**What the task requires**: Revise the records below by changing every "baseball" to "softball" and leaving all other text as it is. Leave the pictures out of your answer.

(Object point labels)

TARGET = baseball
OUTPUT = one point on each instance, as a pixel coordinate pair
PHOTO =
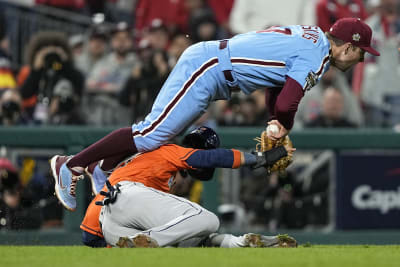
(272, 129)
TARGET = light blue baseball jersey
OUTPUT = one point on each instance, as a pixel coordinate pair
(265, 58)
(255, 60)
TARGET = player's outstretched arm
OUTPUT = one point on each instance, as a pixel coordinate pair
(232, 158)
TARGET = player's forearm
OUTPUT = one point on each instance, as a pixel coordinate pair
(215, 158)
(228, 158)
(287, 102)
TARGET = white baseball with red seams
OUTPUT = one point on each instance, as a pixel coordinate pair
(272, 129)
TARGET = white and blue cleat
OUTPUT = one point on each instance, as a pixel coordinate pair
(97, 178)
(65, 181)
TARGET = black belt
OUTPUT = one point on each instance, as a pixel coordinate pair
(227, 73)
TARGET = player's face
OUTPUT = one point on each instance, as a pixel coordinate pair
(347, 57)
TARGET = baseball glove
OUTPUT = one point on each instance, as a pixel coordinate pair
(266, 144)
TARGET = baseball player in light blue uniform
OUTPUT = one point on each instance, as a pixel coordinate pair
(255, 60)
(292, 58)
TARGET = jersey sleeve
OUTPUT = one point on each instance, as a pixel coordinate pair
(307, 68)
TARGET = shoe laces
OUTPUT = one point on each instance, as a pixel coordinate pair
(74, 182)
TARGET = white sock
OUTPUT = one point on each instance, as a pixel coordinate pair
(228, 241)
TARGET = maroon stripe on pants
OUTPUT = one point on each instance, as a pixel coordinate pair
(177, 97)
(257, 62)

**Answer to this task**:
TARGET = softball
OUTPUT = one point on each instance, as a pixel coordinate pair
PHOTO =
(272, 129)
TARGET = light blue softball jersey
OUTPUT = one point on each instance, as a pixel coordinate pair
(265, 58)
(255, 60)
TARGET = player's outstretched arm
OUTPUT = one point on each instance, as a pixel coordinate pair
(232, 158)
TARGET = player's forearm
OUTPUT = one point on each instance, as a pixel coordinate pair
(215, 158)
(228, 158)
(287, 102)
TARGET = white softball with red seams
OUTPUT = one point on each instance, as a pixel coordinate pair
(272, 129)
TARGET = white and blue cleat
OUTPUT = one point on each instance, as a pixel coordinate pair
(97, 178)
(65, 181)
TARGET = black belt
OUTPUT = one point on each instance, as a pixel coordinate pair
(227, 73)
TARGET = player's face
OUTPUT = one point on each instance, as a pixel coordinate pair
(347, 57)
TARGET = softball glove
OUTPUT = one point on each instance, as a pixel coordinate pair
(266, 144)
TARGET = softball player in light blue uniform
OUTPUT = one point on each instance, as a pixel coordinate pair
(255, 60)
(292, 58)
TARGET = jersey sleeve
OUTPUT = one point on each instance, as a pixel coordinate pair
(307, 68)
TARGET = shoe laces
OUTPUT = one point on each instance, as a pixel coordinate pair
(74, 182)
TARGET = white sock
OUTPUT = one point on each instance, as a pixel coordinate pair
(228, 241)
TARGET = maroon stripe on pants
OUTPUT = one point on each instance, as a pixel coordinate pair
(177, 97)
(257, 62)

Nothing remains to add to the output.